--- START ---
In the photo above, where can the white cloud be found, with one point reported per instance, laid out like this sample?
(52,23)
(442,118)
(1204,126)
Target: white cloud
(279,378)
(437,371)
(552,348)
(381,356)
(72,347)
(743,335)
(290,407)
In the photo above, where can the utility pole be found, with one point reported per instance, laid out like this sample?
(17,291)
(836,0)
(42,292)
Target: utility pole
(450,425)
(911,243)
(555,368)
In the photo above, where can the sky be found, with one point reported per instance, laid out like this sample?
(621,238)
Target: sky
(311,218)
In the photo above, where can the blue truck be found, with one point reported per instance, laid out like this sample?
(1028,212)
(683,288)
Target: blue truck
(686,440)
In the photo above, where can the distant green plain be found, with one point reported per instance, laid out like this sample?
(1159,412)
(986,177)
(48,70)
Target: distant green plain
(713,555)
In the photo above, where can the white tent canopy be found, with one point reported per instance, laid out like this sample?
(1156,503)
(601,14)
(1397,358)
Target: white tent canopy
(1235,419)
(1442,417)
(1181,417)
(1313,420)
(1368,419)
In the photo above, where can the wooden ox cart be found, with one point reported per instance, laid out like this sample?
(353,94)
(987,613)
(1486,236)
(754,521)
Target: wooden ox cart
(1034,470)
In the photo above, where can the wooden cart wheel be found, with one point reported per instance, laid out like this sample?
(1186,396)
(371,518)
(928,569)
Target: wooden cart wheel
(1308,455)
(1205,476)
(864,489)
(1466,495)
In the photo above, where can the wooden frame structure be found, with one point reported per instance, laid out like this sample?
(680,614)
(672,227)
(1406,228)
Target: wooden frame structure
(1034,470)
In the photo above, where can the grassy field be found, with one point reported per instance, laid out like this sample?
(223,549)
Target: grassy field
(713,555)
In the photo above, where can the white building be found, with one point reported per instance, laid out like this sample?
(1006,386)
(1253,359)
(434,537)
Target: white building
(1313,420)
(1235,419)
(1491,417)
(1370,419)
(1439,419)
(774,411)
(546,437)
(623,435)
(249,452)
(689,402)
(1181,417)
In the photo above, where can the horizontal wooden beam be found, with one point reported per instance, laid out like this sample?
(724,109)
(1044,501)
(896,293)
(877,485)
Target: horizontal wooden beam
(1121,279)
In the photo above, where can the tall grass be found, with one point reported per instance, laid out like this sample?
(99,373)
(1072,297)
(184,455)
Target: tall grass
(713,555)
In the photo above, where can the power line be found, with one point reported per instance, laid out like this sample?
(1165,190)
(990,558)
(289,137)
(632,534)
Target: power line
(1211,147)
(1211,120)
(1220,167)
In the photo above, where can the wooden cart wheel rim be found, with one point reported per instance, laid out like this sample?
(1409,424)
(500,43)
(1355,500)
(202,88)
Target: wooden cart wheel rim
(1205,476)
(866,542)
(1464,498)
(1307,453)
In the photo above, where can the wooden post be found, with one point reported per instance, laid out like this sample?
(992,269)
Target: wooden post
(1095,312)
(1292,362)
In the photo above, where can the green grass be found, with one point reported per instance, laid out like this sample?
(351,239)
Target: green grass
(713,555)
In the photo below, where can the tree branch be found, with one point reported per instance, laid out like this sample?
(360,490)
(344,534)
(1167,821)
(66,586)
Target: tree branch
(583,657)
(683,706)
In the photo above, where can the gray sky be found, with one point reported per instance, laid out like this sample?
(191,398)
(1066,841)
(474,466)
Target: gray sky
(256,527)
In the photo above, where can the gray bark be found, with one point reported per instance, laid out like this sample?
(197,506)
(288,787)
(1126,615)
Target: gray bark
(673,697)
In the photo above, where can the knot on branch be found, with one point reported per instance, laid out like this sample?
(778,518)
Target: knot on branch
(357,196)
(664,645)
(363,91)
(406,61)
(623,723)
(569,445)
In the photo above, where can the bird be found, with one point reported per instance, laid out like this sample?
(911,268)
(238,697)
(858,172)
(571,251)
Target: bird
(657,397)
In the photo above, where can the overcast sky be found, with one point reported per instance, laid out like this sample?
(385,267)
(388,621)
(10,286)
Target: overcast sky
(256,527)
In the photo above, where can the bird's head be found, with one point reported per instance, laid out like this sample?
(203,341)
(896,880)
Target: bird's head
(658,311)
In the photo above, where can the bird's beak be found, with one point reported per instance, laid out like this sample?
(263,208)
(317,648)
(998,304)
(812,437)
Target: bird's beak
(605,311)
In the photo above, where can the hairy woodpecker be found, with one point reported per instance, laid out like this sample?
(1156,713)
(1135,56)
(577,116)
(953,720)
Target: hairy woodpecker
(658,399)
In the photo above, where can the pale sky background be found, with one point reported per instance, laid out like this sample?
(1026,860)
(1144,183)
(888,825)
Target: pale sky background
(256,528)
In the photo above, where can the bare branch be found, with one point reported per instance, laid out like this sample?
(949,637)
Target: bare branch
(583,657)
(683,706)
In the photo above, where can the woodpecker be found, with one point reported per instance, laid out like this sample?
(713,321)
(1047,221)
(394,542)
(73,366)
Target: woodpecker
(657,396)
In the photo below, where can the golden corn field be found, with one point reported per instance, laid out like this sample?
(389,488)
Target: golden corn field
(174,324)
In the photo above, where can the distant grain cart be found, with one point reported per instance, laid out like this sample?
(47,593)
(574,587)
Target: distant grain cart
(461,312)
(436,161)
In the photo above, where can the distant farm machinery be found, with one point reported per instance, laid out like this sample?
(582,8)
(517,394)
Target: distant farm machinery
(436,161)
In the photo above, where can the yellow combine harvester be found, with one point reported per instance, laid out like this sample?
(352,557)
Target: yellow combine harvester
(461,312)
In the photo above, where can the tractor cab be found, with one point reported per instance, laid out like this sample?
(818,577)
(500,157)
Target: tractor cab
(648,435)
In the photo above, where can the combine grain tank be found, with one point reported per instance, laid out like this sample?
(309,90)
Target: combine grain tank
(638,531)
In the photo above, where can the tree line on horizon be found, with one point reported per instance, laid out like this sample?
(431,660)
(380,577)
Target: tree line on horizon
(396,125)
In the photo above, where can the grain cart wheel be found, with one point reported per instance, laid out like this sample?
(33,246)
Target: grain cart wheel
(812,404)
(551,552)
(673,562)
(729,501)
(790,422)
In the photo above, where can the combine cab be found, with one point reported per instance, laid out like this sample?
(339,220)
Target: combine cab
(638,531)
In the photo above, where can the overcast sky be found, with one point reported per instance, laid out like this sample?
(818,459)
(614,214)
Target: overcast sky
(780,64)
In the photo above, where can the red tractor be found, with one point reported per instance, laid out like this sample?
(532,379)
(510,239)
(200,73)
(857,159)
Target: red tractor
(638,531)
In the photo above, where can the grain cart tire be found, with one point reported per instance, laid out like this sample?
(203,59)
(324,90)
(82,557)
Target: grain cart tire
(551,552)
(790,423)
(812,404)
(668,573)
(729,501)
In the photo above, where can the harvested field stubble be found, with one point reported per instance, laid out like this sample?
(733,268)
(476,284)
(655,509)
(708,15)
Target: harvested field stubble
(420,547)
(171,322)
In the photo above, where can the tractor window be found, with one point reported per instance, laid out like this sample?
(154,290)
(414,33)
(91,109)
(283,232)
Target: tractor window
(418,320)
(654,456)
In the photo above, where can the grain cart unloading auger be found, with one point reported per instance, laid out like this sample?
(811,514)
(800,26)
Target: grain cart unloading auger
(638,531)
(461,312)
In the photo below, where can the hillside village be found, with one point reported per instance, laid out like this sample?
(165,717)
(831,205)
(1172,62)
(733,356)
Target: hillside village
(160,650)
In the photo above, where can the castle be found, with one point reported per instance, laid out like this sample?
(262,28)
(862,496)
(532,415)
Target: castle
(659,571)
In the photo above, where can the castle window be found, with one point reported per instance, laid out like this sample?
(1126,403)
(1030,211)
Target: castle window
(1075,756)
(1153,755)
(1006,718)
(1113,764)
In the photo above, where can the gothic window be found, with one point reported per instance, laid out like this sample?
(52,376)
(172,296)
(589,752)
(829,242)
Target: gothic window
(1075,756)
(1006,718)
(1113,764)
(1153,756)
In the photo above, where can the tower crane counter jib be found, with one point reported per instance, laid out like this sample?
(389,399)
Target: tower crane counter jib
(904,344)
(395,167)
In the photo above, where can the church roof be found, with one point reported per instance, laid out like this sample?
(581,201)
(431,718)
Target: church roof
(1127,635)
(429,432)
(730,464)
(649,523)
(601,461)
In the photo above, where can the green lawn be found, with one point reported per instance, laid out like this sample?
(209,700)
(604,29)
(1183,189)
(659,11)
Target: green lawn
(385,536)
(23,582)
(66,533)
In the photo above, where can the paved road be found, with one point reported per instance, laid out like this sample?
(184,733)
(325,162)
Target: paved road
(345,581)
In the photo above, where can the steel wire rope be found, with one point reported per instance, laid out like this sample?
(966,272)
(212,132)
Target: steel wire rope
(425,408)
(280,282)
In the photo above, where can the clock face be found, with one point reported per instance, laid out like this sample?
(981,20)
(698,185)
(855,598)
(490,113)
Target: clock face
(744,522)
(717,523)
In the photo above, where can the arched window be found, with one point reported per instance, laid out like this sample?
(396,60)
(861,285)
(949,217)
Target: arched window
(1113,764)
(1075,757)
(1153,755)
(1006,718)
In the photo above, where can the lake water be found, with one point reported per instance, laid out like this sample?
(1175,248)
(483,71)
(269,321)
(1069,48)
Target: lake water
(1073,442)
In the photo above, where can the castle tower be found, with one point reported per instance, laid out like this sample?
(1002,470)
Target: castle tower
--- END ---
_YOUR ASSIGNMENT_:
In the material above, find every line with the word "below" and show it.

_YOUR RESPONSE_:
In the photo below, where can the tree branch be found, with one point reported per instance, laid out like this sample?
In the photo below, where can the golden corn field be found, with one point reported per instance, laid out like this sample?
In the photo below, where can the hillside village be found, with one point reported per instance, laid out like this sample?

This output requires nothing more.